[Collection entries]

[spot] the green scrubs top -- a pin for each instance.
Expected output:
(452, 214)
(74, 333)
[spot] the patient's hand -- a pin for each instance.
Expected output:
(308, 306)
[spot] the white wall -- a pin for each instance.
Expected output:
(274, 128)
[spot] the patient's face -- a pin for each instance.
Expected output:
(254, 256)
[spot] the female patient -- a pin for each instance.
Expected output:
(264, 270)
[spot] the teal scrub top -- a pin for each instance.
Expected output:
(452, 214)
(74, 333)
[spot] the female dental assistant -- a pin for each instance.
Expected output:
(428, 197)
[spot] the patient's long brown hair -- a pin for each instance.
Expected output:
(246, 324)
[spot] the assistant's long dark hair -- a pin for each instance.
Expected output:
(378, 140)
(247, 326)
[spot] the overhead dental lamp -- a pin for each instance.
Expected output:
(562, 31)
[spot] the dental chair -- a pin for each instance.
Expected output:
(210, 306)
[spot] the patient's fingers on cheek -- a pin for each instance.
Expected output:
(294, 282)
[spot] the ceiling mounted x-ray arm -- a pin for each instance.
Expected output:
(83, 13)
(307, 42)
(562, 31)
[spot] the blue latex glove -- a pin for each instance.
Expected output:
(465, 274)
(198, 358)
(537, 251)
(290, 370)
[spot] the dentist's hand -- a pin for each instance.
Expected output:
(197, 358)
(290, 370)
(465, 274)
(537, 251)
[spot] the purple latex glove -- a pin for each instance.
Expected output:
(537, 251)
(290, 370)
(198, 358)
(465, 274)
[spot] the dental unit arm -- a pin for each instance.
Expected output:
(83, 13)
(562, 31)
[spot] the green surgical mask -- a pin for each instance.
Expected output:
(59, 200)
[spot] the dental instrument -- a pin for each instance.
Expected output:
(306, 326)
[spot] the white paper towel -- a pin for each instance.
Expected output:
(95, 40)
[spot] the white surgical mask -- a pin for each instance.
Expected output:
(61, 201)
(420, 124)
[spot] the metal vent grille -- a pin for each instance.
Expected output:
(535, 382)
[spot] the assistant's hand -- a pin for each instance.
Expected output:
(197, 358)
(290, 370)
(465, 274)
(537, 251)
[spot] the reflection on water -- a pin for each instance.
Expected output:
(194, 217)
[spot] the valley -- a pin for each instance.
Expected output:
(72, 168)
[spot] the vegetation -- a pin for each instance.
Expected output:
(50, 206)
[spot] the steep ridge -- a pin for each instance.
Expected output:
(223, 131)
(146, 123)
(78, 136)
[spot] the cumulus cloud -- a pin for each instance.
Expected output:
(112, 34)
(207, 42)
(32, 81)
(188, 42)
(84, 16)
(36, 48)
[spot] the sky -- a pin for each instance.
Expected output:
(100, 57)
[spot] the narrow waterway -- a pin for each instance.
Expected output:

DIRECTION: Repeat all of the records above exactly as written.

TASK RESULT:
[spot] the green scrubs top -- a pin for each instance.
Expected output:
(452, 214)
(74, 333)
[spot] the patient's hand -- a pin for each instance.
Expected output:
(308, 306)
[spot] the white wall -- a pin for each instance.
Expected output:
(274, 128)
[spot] the patient's face -- a pin for each instance.
Expected output:
(254, 256)
[spot] the female patient -- a pin for each instance.
Expected output:
(264, 270)
[spot] the teal scrub top -- a pin for each instance.
Expected output:
(452, 214)
(74, 333)
[spot] the female dental assistant -- a pin for each instance.
Expected output:
(428, 197)
[spot] the patient's long brown hair -- a pin for each instance.
Expected output:
(246, 324)
[spot] the assistant's long dark hair -- a pin for each instance.
Expected output:
(378, 140)
(247, 326)
[spot] the overhead dental lamp -- a pin for each instance.
Expected output:
(562, 31)
[spot] the dental chair -- a pin for each instance.
Expected output:
(210, 306)
[spot] the patient's fingers on cheek -- a pin for each instance.
Expected output:
(294, 282)
[spot] the ceiling mounted x-ray arm -- a pin for each instance.
Expected output:
(83, 13)
(307, 42)
(562, 31)
[spot] the blue latex glove -- a pin for each instance.
Expected output:
(465, 274)
(198, 358)
(537, 251)
(290, 370)
[spot] the dentist's hand -- a pin for each instance.
Expected output:
(197, 358)
(290, 370)
(465, 274)
(537, 251)
[spot] the purple latex glove -- a pin for each instance.
Expected output:
(537, 251)
(290, 370)
(198, 358)
(465, 274)
[spot] the dental unit arm -- a pin for each instance.
Expected output:
(83, 13)
(562, 31)
[spot] the green surgical mask -- a pin for each instance.
Expected output:
(59, 200)
[spot] the dental instrument -- a pin for each instance.
Expected output:
(306, 326)
[spot] the white paper towel -- a pin for each instance.
Expected output:
(95, 40)
[spot] the white surgical mask -- a pin for each instance.
Expected output:
(61, 201)
(420, 124)
[spot] the metal vent grille -- a pin for each instance.
Expected output:
(535, 382)
[spot] the assistant's hand -- a pin for each instance.
Expected output:
(197, 358)
(290, 370)
(465, 274)
(537, 251)
[spot] the reflection on water -- a pin for each instance.
Expected output:
(194, 217)
[spot] the valley -- a pin for each instance.
Expected output:
(72, 168)
[spot] the vegetation -- a pin for each instance.
Expected output:
(50, 206)
[spot] the steep ridge -- a pin for each instance.
Expected output:
(223, 131)
(146, 123)
(78, 136)
[spot] the cumulus cloud -- a pin for each instance.
Expected output:
(112, 34)
(207, 42)
(32, 81)
(188, 42)
(84, 16)
(36, 48)
[spot] the sky -- a pin for each instance.
Expected output:
(100, 57)
[spot] the narrow waterway -- a pin for each instance.
Expected output:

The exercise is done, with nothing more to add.